* _Task brief_
Repeat the listing in full, preserving every character.

★ ★ ★ ★ ★

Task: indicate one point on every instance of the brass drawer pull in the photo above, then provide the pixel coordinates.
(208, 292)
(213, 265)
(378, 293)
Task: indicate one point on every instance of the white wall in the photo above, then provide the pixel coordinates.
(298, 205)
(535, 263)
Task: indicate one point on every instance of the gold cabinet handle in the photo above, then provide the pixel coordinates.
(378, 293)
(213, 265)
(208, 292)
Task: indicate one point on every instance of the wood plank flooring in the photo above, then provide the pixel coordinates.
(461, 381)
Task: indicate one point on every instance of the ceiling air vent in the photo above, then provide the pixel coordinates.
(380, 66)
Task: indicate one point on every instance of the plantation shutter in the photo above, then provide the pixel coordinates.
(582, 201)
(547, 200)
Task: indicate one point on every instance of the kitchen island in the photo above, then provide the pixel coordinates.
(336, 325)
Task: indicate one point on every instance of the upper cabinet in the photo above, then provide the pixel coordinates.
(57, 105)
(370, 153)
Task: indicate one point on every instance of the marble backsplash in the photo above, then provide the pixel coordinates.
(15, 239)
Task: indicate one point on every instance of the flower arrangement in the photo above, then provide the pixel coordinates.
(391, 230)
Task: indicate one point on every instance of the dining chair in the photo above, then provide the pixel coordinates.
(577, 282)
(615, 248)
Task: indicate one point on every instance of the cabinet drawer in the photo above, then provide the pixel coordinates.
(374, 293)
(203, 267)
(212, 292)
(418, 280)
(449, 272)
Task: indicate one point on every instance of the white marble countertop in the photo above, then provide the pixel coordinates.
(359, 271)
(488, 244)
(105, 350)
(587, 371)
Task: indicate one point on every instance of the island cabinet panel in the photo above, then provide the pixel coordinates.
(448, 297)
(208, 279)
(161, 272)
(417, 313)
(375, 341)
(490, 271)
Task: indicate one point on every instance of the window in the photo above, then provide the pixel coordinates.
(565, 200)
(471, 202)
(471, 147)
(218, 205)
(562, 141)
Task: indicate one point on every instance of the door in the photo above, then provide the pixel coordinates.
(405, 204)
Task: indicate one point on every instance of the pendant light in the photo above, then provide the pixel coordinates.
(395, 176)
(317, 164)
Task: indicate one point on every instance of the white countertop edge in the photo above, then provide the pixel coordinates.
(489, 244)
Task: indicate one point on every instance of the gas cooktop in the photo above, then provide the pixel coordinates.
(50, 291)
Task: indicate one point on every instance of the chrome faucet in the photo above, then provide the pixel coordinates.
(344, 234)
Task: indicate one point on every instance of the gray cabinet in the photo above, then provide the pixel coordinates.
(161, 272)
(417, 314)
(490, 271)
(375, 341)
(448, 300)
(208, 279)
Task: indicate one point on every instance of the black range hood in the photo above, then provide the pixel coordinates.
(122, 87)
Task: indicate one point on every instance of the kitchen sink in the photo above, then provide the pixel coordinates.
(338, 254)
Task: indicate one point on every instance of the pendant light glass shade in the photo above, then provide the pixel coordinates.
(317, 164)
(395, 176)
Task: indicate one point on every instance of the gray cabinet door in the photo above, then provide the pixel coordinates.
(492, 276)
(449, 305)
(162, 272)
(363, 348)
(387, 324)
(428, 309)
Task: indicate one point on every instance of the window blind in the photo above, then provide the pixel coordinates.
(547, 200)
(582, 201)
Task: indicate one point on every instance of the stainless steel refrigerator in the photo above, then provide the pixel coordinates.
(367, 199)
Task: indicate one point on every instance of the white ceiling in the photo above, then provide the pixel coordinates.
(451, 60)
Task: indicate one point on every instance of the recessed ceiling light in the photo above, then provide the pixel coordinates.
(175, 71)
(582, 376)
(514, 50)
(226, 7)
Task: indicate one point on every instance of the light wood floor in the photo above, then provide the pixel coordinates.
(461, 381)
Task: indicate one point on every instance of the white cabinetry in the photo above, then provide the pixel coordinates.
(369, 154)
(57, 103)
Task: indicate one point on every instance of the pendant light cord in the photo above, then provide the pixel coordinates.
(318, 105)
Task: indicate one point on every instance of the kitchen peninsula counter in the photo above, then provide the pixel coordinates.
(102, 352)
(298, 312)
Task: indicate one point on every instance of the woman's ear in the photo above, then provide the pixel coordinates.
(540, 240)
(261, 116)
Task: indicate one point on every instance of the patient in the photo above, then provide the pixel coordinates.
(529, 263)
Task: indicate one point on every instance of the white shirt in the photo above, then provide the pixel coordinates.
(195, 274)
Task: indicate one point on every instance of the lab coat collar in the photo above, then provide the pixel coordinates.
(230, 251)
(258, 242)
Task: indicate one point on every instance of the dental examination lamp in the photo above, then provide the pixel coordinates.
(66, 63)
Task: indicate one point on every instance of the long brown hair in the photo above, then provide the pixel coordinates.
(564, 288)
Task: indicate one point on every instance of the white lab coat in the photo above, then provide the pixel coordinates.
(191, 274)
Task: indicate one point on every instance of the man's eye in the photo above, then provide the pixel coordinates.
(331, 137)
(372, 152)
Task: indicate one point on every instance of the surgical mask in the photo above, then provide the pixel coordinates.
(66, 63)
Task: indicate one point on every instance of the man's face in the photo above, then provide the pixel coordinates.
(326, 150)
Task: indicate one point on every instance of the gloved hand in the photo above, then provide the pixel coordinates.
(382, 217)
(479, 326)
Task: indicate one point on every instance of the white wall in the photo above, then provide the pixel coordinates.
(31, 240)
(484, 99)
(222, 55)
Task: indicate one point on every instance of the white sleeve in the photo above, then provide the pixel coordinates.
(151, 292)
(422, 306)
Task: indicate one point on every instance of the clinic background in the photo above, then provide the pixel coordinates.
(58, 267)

★ ★ ★ ★ ★

* _Exercise answer_
Task: indicate one point on every instance of the brass drawer pull in the photo above, then provide the pixel coordinates.
(208, 292)
(213, 265)
(378, 293)
Task: indicate one point on every instance of the white wall in the photo above, then provide the pixel coordinates.
(298, 205)
(535, 263)
Task: indicate one point on every instance of the gold cabinet handle in the photo above, then provide the pixel coordinates.
(378, 293)
(213, 265)
(208, 292)
Task: indicate one point on every instance of the wood plank flooring in the photo above, then provide the pixel coordinates.
(461, 381)
Task: indicate one point on every instance of the ceiling air vent in the photo above, then provide the pixel coordinates.
(380, 66)
Task: indicate one point on every instance of the plantation shutter in the photo above, then provide the pixel coordinates.
(582, 201)
(547, 200)
Task: indicate one point on every instance of the kitchen island in the photo above, then provide the pixel coordinates.
(336, 325)
Task: indicate one point on every instance of the upper cabinet in the photo above, then provide the pixel coordinates.
(57, 105)
(370, 153)
Task: indicate one point on every instance of the marble backsplash in the photo above, then provide the pixel coordinates.
(15, 239)
Task: indicate one point on every instance of the flower arrangement in the photo above, then provide the pixel coordinates.
(391, 230)
Task: indicate one point on every instance of the dining chair in the photo above, then provide the pixel coordinates.
(577, 282)
(615, 248)
Task: indicate one point on every instance of the cabinet drawer in the photo above, then provide the pixel coordinates.
(374, 293)
(203, 267)
(212, 292)
(418, 280)
(449, 272)
Task: indicate one point on every instance of the white marble countertop in the photo above, then provide the pixel coordinates.
(359, 271)
(488, 244)
(105, 350)
(587, 371)
Task: indicate one point on every instance of the island cabinet panel in the photo above, then provide the pixel coordinates.
(448, 297)
(208, 279)
(161, 272)
(417, 313)
(375, 341)
(490, 271)
Task: indicate one point on every instance of the window in the photo above, then provide the pixel coordinates.
(565, 200)
(471, 202)
(471, 147)
(218, 205)
(562, 141)
Task: indicate one point on every instance of the door in the photo above, then provide the pixel coordinates.
(405, 204)
Task: indicate one point on every instance of the pendant light in the photo above, then provide the pixel coordinates.
(395, 176)
(317, 164)
Task: indicate one point on every instance of the white countertop edge in the photo above, then provide the pixel coordinates.
(489, 244)
Task: indicate one point on every instance of the gas cooktop in the photo above, then provide the pixel coordinates.
(50, 291)
Task: indicate one point on every instance of the chrome faucet in the photo above, then provide the pixel coordinates.
(344, 234)
Task: indicate one point on every instance of the gray cabinet in the photo above, then provide the pixel coordinates.
(161, 272)
(417, 314)
(490, 271)
(375, 341)
(448, 300)
(208, 279)
Task: indicate one point on every instance of the black range hood in the photo above, then provide the pixel coordinates.
(122, 87)
Task: indicate one point on every instance of the kitchen sink in the photo above, then provide the pixel coordinates.
(338, 254)
Task: indicate one point on every instance of the pendant light glass shade in the photo above, then provide the pixel coordinates.
(317, 164)
(395, 176)
Task: indicate one point on every instance of the gray cabinet door in the photo above, then provide the pixel coordinates.
(492, 276)
(449, 305)
(162, 272)
(363, 348)
(387, 324)
(428, 309)
Task: indicate one point on every instance of the window blind in the photo above, then provide the pixel coordinates.
(547, 200)
(582, 201)
Task: indicate one point on every instance of the stainless steel refrigerator in the photo above, then provide the pixel coordinates.
(367, 199)
Task: indicate one point on every instance of the white ceiling in the photo above, then provide the pixel coordinates.
(451, 60)
Task: indicate one point on every instance of the recessed ceiling light in the photo above, then provide the pixel coordinates.
(175, 71)
(582, 376)
(514, 50)
(226, 7)
Task: indicate one point on every instance of the light wood floor in the photo above, then provide the pixel coordinates.
(461, 381)
Task: indicate one point on every instance of the white cabinetry in the photo above, then provide the pixel coordinates.
(369, 154)
(57, 103)
Task: indicate one point on every instance of the pendant light cord in the photo above, then provide the pixel coordinates.
(318, 105)
Task: indicate one point on every instance of the kitchen peninsula counter in the photo above, then provide the pixel coordinates.
(102, 352)
(298, 312)
Task: indicate one point on every instance of the woman's ear in the photo above, then provide the pixel coordinates.
(540, 240)
(261, 116)
Task: indicate one point on every instance of the patient in the photo above, then provide the pixel coordinates.
(529, 263)
Task: indicate one point on every instance of the white shirt in the photo above, then provide the pixel coordinates.
(195, 274)
Task: indicate one point on every instance of the lab coat collar in the photo above, then provide the pixel coordinates.
(230, 251)
(258, 242)
Task: indicate one point on every instance of the dental examination lamp in the photo above, then provide the pixel coordinates.
(66, 63)
Task: indicate one point on every instance of the long brown hair in the photo above, then provide the pixel coordinates.
(564, 288)
Task: indicate one point on every instance of the white lab coat in the photo above, then provide the pixel coordinates.
(191, 274)
Task: indicate one point on every instance of the man's eye in the photo above, then provide the pixel coordinates.
(331, 137)
(372, 152)
Task: indicate one point on every instance of the surgical mask in the photo above, then provide the pixel coordinates.
(66, 63)
Task: indicate one point on every instance of the man's face in the photo above, then provide the pixel coordinates.
(326, 150)
Task: indicate one point on every instance of the gloved hand in the photo above, then provide the pixel coordinates.
(382, 217)
(479, 326)
Task: indicate one point on every instance of the white wall in the photo above, then provide the pixel coordinates.
(31, 240)
(484, 99)
(222, 55)
Task: indicate one point on every instance of the white sleeve in the photo above, then provide the pixel coordinates.
(151, 292)
(422, 306)
Task: indicate one point on every instance of the clinic background in the photo above, then provide the pixel coordinates.
(58, 267)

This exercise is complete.